* begin *

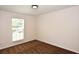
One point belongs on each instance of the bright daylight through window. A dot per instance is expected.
(17, 29)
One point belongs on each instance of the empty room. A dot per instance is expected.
(39, 29)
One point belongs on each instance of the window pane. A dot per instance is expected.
(17, 29)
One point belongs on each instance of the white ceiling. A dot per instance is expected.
(26, 9)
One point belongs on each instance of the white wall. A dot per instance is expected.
(60, 28)
(5, 28)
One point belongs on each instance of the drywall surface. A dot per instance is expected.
(60, 28)
(6, 28)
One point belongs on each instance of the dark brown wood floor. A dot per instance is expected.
(35, 47)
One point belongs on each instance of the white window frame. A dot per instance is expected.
(15, 35)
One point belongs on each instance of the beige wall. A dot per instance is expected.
(5, 28)
(60, 28)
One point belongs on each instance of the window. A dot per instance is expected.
(17, 29)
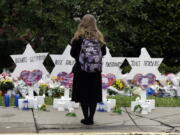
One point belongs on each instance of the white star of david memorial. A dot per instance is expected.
(144, 64)
(63, 63)
(29, 61)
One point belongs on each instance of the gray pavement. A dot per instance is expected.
(13, 120)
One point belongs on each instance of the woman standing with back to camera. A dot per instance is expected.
(87, 82)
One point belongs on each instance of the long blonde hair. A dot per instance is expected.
(88, 29)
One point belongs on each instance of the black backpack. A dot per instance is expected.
(90, 56)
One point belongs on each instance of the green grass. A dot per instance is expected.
(122, 101)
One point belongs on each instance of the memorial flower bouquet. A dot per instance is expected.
(5, 85)
(118, 84)
(21, 87)
(43, 88)
(57, 91)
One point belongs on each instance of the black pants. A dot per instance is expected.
(88, 110)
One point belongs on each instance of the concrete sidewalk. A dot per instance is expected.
(13, 120)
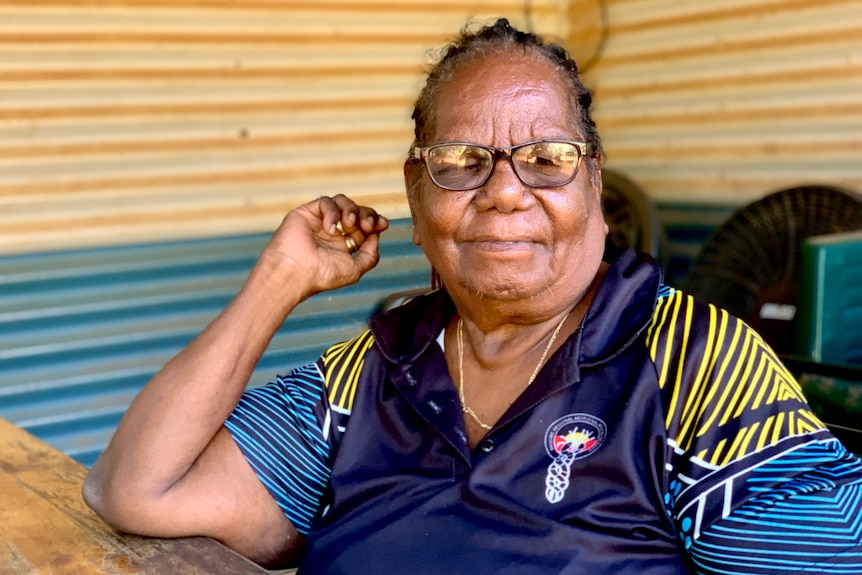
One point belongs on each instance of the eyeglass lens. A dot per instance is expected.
(538, 165)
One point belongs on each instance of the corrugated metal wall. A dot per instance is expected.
(704, 101)
(132, 120)
(82, 331)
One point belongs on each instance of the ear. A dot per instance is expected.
(412, 185)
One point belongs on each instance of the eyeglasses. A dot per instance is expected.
(460, 166)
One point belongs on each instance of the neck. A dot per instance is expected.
(495, 332)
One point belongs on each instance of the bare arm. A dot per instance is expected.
(171, 468)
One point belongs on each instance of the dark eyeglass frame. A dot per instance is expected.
(421, 154)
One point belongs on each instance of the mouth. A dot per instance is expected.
(500, 245)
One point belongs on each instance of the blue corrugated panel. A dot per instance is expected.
(82, 331)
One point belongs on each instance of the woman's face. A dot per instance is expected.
(505, 240)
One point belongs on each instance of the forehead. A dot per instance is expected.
(505, 95)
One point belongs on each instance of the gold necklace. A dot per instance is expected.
(464, 407)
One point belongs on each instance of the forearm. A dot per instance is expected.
(176, 416)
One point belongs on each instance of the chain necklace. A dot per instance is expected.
(464, 407)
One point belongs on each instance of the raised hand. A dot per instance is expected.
(325, 244)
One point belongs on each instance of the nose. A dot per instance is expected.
(504, 190)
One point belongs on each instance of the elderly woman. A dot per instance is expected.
(545, 412)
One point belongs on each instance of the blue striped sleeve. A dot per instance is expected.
(282, 429)
(810, 521)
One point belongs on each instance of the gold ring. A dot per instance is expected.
(351, 244)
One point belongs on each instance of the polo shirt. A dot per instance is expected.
(654, 423)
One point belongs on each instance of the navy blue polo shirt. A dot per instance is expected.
(654, 421)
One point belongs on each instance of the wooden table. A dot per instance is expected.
(46, 528)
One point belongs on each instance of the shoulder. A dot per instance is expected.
(341, 366)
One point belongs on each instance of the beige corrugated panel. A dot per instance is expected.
(132, 120)
(726, 100)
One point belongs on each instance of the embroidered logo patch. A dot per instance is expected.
(571, 437)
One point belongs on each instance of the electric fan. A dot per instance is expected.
(750, 264)
(632, 219)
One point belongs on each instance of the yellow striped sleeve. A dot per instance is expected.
(342, 366)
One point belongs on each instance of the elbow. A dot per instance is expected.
(99, 497)
(93, 493)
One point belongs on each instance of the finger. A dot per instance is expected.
(370, 221)
(349, 212)
(329, 213)
(368, 254)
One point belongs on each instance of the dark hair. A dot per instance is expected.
(497, 38)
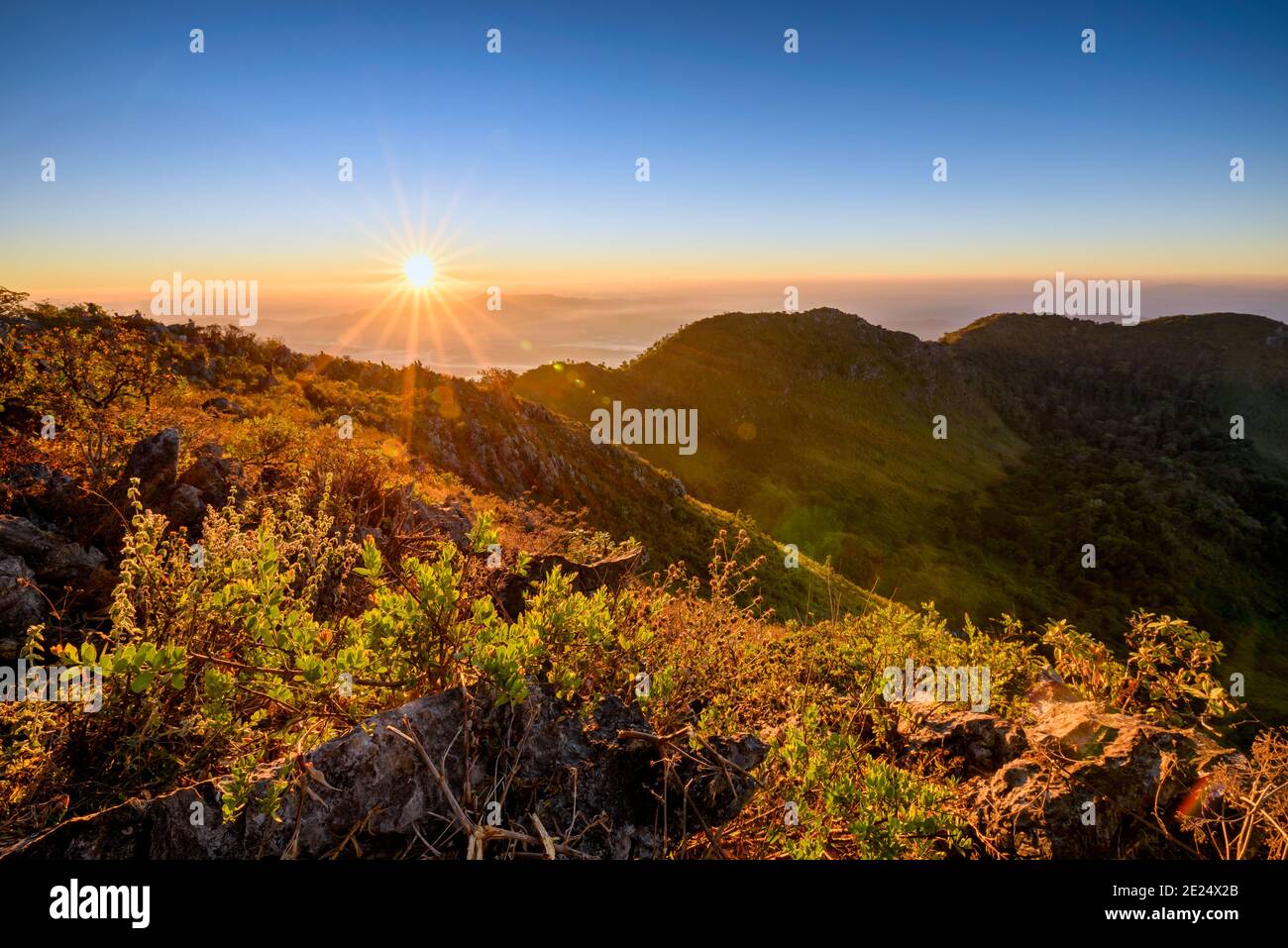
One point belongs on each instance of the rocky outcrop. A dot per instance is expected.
(449, 776)
(1076, 781)
(183, 498)
(37, 567)
(587, 576)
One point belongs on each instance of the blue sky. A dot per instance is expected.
(763, 163)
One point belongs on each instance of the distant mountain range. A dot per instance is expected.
(1060, 433)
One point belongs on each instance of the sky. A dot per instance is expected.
(767, 168)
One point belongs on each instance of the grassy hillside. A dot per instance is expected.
(819, 427)
(1060, 433)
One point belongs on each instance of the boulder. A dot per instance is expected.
(155, 462)
(53, 559)
(1094, 785)
(21, 605)
(562, 785)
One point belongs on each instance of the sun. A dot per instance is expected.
(419, 269)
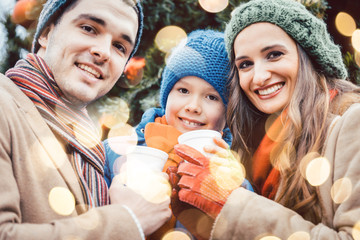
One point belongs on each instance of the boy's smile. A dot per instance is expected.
(194, 104)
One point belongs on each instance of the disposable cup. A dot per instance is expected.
(198, 139)
(142, 160)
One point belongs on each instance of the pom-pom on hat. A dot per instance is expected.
(202, 55)
(53, 9)
(307, 30)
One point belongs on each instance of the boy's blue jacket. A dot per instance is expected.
(148, 116)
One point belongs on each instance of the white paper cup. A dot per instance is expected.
(198, 139)
(143, 160)
(143, 170)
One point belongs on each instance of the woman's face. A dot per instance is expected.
(267, 62)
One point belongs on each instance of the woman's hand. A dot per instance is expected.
(207, 182)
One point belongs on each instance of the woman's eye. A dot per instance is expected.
(120, 47)
(88, 29)
(183, 90)
(274, 55)
(244, 64)
(213, 98)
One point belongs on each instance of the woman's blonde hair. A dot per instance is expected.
(308, 117)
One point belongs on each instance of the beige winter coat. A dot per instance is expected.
(32, 164)
(247, 215)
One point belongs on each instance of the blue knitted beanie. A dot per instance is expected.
(53, 9)
(202, 55)
(306, 29)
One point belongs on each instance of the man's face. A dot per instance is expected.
(89, 47)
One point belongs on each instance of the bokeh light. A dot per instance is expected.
(357, 58)
(72, 238)
(89, 221)
(117, 111)
(270, 238)
(317, 171)
(299, 236)
(176, 235)
(62, 201)
(356, 231)
(306, 160)
(355, 40)
(89, 141)
(214, 6)
(345, 24)
(168, 37)
(228, 171)
(341, 190)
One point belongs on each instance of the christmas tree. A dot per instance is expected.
(137, 90)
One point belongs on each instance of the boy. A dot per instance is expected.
(192, 97)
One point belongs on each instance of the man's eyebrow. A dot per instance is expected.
(91, 18)
(102, 23)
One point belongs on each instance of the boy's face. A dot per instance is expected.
(88, 49)
(194, 104)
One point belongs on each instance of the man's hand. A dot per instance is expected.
(151, 214)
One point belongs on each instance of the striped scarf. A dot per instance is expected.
(36, 80)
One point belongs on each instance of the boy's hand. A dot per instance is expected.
(198, 223)
(151, 215)
(206, 183)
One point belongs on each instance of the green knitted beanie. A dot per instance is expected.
(307, 30)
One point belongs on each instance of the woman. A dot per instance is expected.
(289, 110)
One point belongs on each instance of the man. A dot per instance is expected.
(51, 161)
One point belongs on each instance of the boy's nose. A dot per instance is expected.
(193, 107)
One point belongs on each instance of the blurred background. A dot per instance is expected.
(167, 22)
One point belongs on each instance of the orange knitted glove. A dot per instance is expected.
(206, 183)
(198, 223)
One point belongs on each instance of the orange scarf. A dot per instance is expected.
(267, 178)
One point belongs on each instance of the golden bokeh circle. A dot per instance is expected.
(62, 201)
(317, 171)
(355, 40)
(345, 24)
(169, 37)
(213, 6)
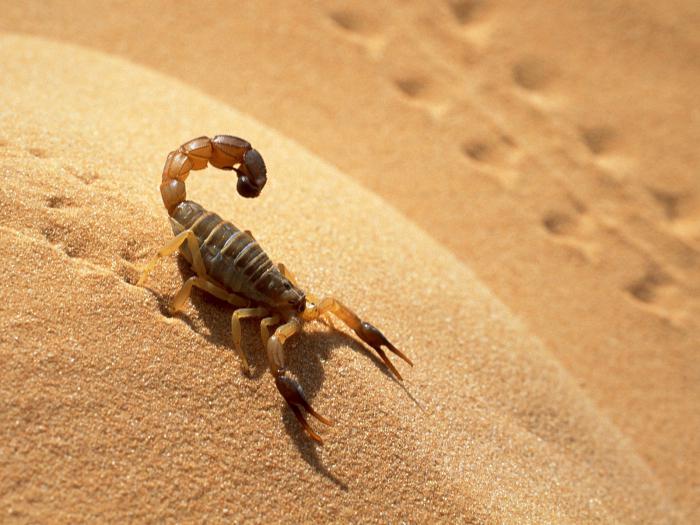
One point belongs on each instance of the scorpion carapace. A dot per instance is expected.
(230, 264)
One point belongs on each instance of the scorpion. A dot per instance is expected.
(229, 264)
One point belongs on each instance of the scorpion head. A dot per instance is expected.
(252, 174)
(281, 294)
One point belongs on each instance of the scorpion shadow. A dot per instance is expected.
(305, 353)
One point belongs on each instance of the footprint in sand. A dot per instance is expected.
(59, 201)
(534, 74)
(421, 90)
(39, 153)
(466, 11)
(658, 293)
(470, 17)
(498, 151)
(70, 241)
(682, 212)
(598, 139)
(574, 229)
(360, 29)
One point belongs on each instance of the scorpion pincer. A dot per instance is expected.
(229, 264)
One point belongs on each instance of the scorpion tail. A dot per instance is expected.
(224, 152)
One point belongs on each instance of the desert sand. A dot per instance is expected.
(511, 193)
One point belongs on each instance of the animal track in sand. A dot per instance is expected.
(39, 153)
(59, 201)
(86, 178)
(69, 241)
(350, 21)
(417, 89)
(533, 74)
(598, 139)
(489, 150)
(657, 292)
(645, 289)
(465, 11)
(360, 29)
(670, 202)
(573, 229)
(559, 223)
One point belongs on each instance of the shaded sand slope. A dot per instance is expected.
(551, 145)
(111, 409)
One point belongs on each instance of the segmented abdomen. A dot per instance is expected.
(231, 256)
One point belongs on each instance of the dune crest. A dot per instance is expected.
(114, 410)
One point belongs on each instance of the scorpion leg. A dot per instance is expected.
(288, 387)
(207, 286)
(170, 248)
(364, 330)
(292, 279)
(265, 325)
(239, 314)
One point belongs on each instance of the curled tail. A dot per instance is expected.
(224, 152)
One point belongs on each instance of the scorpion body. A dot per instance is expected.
(230, 264)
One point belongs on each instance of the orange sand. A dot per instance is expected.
(552, 149)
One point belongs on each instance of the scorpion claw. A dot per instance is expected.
(294, 396)
(374, 338)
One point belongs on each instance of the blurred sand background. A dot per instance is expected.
(544, 273)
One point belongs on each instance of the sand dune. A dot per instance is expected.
(115, 410)
(549, 147)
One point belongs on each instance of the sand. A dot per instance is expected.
(552, 153)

* end *

### EXERCISE INSTRUCTIONS
Print from the line containing "One point belongs on each instance of the scorpion tail." to the last line above, exactly as written.

### THE ANSWER
One point belongs on each instance of the scorpion tail. A dot per instance is expected.
(224, 152)
One point belongs on each instance of the desert sand. A dot per instance is expected.
(511, 193)
One point belongs on each instance of the animal track in sand. A dot per instance is expected.
(39, 153)
(59, 201)
(86, 178)
(69, 241)
(350, 21)
(417, 89)
(533, 74)
(598, 139)
(489, 150)
(657, 292)
(645, 289)
(465, 11)
(360, 29)
(670, 202)
(573, 229)
(559, 223)
One point belongs on each instance of the shaded sand slope. A dot per instance is expected.
(551, 145)
(111, 409)
One point belongs on each instance of the segmented abdomen. A dot per instance is expected.
(231, 256)
One point belongs on each instance of the dune crest. A dot per instance is expected.
(114, 410)
One point belongs on each instance of the scorpion leg. A dot per instance is expected.
(288, 387)
(207, 286)
(170, 248)
(364, 330)
(292, 279)
(265, 325)
(239, 314)
One point belongs on each instance of the curled tail. A dot per instance is expected.
(224, 152)
One point belongs on each instance of the scorpion body. A dot per instance is expected.
(230, 264)
One point belongs on each instance of the orange sand. A dot per instance is expected.
(552, 149)
One point belongs on each instance of the scorpion claw. A dot per instance is expected.
(294, 396)
(374, 338)
One point belongs on each instance of the blurred sand background. A dot per instance is expected.
(544, 273)
One point belongs on each instance of the sand dune. A dot per instance is expected.
(115, 410)
(549, 147)
One point belongs on each instance of the sand. A dot per instance is expected.
(552, 153)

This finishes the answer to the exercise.